Task description: Restate word for word the entries below, starting with the line with "Query: concrete driveway" and continuing through the line with "Query: hedge near house". Include both of those lines and no others.

Material shown:
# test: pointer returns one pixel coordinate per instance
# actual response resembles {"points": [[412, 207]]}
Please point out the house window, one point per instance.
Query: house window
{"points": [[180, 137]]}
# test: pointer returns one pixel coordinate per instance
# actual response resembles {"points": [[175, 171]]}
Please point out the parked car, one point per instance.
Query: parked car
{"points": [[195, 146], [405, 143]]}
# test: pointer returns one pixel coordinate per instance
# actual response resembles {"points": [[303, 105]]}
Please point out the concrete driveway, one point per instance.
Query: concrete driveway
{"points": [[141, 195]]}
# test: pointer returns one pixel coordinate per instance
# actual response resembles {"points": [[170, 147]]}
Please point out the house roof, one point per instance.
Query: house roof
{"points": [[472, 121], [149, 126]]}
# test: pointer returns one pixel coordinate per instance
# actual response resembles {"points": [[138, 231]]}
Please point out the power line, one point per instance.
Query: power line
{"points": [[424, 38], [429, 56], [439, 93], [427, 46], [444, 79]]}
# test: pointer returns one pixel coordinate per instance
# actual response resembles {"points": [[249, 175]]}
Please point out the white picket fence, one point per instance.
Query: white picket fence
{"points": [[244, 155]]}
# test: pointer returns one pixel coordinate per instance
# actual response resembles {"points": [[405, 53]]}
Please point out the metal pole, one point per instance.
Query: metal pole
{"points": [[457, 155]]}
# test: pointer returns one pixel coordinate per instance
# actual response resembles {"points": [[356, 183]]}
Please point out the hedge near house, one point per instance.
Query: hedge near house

---

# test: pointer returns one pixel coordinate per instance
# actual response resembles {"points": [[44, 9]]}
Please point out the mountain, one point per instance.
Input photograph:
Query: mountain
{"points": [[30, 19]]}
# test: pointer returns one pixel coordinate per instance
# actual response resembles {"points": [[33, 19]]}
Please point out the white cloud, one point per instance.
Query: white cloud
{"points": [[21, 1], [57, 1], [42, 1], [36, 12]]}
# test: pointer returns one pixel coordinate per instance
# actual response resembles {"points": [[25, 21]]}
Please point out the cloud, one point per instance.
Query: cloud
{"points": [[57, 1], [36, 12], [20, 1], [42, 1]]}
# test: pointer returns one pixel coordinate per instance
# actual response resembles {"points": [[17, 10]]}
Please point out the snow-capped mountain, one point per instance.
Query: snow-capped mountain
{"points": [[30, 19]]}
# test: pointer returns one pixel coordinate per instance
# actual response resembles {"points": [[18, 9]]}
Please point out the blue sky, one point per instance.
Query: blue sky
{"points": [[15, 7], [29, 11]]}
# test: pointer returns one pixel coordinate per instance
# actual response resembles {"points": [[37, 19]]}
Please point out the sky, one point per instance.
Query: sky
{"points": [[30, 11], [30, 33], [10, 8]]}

...

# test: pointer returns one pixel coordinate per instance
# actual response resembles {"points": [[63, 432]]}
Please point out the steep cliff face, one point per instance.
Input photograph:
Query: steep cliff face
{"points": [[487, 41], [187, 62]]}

Answer for the task:
Query: concrete driveway
{"points": [[141, 195]]}
# test: pointer returns one pixel coordinate per instance
# actual response resembles {"points": [[170, 147]]}
Please point out the house roof, one point per instance.
Query: house roof
{"points": [[472, 121], [149, 126]]}
# test: pointer returns one pixel coordinate per instance
# actual response resembles {"points": [[138, 231]]}
Please point out the power line, one point per instance.
Query: power line
{"points": [[424, 38], [429, 56], [439, 93], [427, 46], [444, 79]]}
# test: pointer returns one pixel coordinate per instance
# actual response resembles {"points": [[249, 175]]}
Please point out the white picket fence, one point per instance.
Query: white picket fence
{"points": [[244, 155]]}
# test: pointer returns one pixel coordinate per instance
# actual response resembles {"points": [[405, 53]]}
Please point out the metal pole, one point per instance.
Query: metal pole
{"points": [[457, 155]]}
# test: pointer returns one pixel coordinate per instance
# actual response resembles {"points": [[356, 183]]}
Please point out the hedge near house, one point per instance.
Query: hedge near house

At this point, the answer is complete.